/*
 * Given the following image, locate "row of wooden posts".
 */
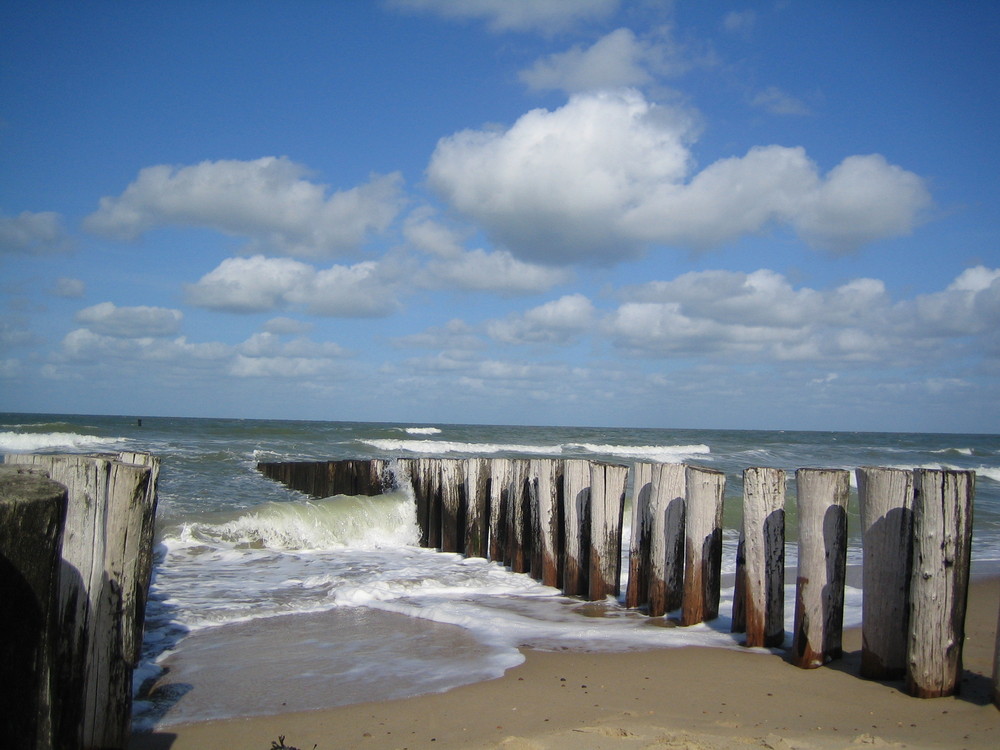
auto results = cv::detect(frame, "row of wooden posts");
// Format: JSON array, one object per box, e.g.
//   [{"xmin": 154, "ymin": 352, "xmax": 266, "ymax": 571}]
[
  {"xmin": 0, "ymin": 452, "xmax": 160, "ymax": 750},
  {"xmin": 257, "ymin": 457, "xmax": 981, "ymax": 701}
]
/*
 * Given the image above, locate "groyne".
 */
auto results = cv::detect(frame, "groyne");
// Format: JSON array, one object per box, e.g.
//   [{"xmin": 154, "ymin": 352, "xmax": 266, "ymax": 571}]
[
  {"xmin": 1, "ymin": 452, "xmax": 160, "ymax": 750},
  {"xmin": 257, "ymin": 457, "xmax": 992, "ymax": 703}
]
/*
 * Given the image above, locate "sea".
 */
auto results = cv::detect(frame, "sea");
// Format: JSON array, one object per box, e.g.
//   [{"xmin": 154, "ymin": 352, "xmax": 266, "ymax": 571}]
[{"xmin": 1, "ymin": 413, "xmax": 999, "ymax": 730}]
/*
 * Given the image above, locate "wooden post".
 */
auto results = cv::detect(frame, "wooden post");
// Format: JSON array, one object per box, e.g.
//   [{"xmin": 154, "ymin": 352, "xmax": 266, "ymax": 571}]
[
  {"xmin": 506, "ymin": 459, "xmax": 531, "ymax": 573},
  {"xmin": 681, "ymin": 465, "xmax": 726, "ymax": 625},
  {"xmin": 7, "ymin": 452, "xmax": 159, "ymax": 750},
  {"xmin": 732, "ymin": 467, "xmax": 786, "ymax": 647},
  {"xmin": 588, "ymin": 462, "xmax": 628, "ymax": 601},
  {"xmin": 562, "ymin": 459, "xmax": 590, "ymax": 597},
  {"xmin": 906, "ymin": 468, "xmax": 974, "ymax": 698},
  {"xmin": 856, "ymin": 466, "xmax": 914, "ymax": 679},
  {"xmin": 487, "ymin": 458, "xmax": 510, "ymax": 563},
  {"xmin": 463, "ymin": 458, "xmax": 489, "ymax": 558},
  {"xmin": 650, "ymin": 463, "xmax": 686, "ymax": 616},
  {"xmin": 625, "ymin": 462, "xmax": 653, "ymax": 609},
  {"xmin": 528, "ymin": 458, "xmax": 562, "ymax": 587},
  {"xmin": 0, "ymin": 465, "xmax": 68, "ymax": 750},
  {"xmin": 424, "ymin": 458, "xmax": 443, "ymax": 550},
  {"xmin": 439, "ymin": 459, "xmax": 463, "ymax": 553},
  {"xmin": 791, "ymin": 468, "xmax": 849, "ymax": 668}
]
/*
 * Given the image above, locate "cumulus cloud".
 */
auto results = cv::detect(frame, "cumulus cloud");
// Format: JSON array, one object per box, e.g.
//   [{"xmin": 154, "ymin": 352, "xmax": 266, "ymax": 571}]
[
  {"xmin": 388, "ymin": 0, "xmax": 619, "ymax": 33},
  {"xmin": 84, "ymin": 157, "xmax": 404, "ymax": 260},
  {"xmin": 520, "ymin": 28, "xmax": 653, "ymax": 92},
  {"xmin": 262, "ymin": 317, "xmax": 313, "ymax": 335},
  {"xmin": 429, "ymin": 90, "xmax": 930, "ymax": 261},
  {"xmin": 0, "ymin": 210, "xmax": 70, "ymax": 254},
  {"xmin": 75, "ymin": 302, "xmax": 183, "ymax": 338},
  {"xmin": 488, "ymin": 293, "xmax": 595, "ymax": 344},
  {"xmin": 186, "ymin": 255, "xmax": 403, "ymax": 317}
]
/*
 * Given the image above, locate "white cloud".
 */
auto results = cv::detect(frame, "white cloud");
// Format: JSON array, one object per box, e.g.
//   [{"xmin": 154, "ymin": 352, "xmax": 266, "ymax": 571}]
[
  {"xmin": 392, "ymin": 319, "xmax": 485, "ymax": 351},
  {"xmin": 75, "ymin": 301, "xmax": 183, "ymax": 338},
  {"xmin": 488, "ymin": 293, "xmax": 595, "ymax": 344},
  {"xmin": 0, "ymin": 210, "xmax": 70, "ymax": 254},
  {"xmin": 84, "ymin": 157, "xmax": 404, "ymax": 260},
  {"xmin": 429, "ymin": 90, "xmax": 929, "ymax": 262},
  {"xmin": 388, "ymin": 0, "xmax": 619, "ymax": 33},
  {"xmin": 186, "ymin": 255, "xmax": 403, "ymax": 317},
  {"xmin": 750, "ymin": 86, "xmax": 812, "ymax": 116},
  {"xmin": 429, "ymin": 89, "xmax": 695, "ymax": 263},
  {"xmin": 53, "ymin": 277, "xmax": 86, "ymax": 298},
  {"xmin": 722, "ymin": 10, "xmax": 756, "ymax": 37},
  {"xmin": 520, "ymin": 28, "xmax": 653, "ymax": 92}
]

━━━━━━━━━━━━━━━━

→ **TASK TO COMPLETE**: How many lines in the entries above include the string "detect"? Answer with the number only.

→ **RESULT FOR THIS TASK**: 6